#### [Data in this exercise]
════

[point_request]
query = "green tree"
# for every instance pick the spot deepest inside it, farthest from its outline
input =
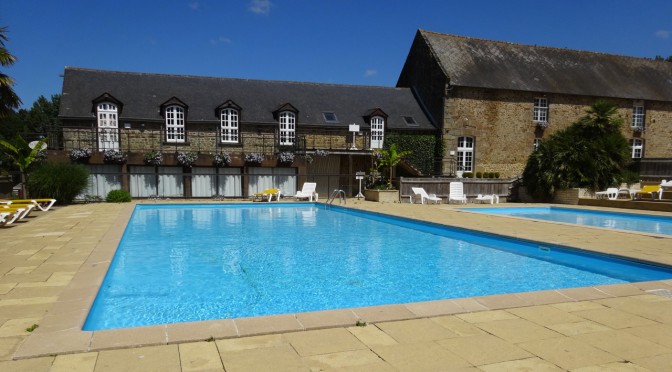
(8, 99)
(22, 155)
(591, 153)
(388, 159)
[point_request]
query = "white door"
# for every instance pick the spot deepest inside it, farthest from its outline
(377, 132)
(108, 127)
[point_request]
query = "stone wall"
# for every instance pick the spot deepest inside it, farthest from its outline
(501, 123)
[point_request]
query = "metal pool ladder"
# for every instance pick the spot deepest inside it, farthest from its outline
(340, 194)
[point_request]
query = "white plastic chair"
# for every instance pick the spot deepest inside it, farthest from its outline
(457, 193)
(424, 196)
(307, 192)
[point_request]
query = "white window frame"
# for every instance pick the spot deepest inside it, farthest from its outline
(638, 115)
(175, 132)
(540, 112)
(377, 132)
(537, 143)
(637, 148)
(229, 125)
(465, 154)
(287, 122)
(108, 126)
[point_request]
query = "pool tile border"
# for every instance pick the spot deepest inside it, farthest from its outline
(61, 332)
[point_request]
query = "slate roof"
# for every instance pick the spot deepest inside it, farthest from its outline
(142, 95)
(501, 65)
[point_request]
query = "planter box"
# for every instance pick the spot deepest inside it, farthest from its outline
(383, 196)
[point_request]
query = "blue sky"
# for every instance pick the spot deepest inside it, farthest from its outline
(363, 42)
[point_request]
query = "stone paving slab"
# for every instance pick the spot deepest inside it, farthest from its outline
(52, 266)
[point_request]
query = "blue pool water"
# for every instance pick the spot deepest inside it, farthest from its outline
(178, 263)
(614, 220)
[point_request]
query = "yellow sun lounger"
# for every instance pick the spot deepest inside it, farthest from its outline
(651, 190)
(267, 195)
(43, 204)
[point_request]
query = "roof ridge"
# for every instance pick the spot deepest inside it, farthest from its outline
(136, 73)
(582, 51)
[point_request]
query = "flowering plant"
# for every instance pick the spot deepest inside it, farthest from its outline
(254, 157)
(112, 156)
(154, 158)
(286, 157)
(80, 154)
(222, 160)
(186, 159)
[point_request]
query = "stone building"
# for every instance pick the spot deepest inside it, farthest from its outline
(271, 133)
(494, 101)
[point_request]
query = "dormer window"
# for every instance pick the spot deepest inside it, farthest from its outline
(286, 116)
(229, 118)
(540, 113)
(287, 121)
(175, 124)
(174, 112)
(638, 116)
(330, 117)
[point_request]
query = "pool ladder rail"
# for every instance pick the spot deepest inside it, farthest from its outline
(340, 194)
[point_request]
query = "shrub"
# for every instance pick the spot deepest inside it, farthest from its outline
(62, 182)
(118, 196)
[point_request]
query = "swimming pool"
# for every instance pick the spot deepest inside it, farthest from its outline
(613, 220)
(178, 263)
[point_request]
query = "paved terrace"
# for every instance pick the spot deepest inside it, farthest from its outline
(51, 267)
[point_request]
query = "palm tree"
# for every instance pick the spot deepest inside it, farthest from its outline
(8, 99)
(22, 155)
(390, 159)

════

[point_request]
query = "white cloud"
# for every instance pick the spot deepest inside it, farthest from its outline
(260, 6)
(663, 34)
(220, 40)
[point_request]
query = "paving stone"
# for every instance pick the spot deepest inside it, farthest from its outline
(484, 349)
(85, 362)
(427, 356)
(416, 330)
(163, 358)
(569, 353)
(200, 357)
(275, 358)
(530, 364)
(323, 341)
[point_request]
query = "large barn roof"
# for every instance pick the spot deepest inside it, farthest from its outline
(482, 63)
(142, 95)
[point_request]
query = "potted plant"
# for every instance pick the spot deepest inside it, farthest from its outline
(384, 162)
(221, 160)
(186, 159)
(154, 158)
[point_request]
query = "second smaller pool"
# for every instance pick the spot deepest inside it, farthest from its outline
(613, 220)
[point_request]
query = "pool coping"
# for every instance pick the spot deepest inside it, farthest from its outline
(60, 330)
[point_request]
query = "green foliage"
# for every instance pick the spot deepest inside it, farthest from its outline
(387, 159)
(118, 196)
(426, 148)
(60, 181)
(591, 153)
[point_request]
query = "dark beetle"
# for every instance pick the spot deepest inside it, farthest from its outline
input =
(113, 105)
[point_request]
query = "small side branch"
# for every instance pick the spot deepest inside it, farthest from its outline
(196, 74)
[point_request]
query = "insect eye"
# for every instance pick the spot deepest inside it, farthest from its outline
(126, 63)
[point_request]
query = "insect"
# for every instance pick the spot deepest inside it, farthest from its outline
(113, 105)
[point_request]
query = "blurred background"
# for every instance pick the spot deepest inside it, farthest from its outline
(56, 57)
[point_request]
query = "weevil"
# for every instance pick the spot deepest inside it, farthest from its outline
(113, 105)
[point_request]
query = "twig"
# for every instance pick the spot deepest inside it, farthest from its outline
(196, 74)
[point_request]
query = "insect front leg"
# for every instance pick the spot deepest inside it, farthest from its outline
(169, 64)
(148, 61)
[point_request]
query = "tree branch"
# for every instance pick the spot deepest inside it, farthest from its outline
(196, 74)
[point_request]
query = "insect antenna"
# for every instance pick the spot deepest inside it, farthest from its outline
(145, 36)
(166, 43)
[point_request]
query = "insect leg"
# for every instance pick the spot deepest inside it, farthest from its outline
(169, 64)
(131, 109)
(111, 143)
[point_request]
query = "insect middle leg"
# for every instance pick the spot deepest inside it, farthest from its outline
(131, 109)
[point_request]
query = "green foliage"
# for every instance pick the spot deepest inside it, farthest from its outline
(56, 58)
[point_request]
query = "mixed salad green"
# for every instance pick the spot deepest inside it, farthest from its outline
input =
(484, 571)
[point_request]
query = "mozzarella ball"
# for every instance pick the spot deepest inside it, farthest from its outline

════

#### [Short exercise]
Find each line in the records above that contains the string "tree", and copy those lines out.

#### [Solution to the exercise]
query = "green tree"
query = "palm tree"
query = "tree branch"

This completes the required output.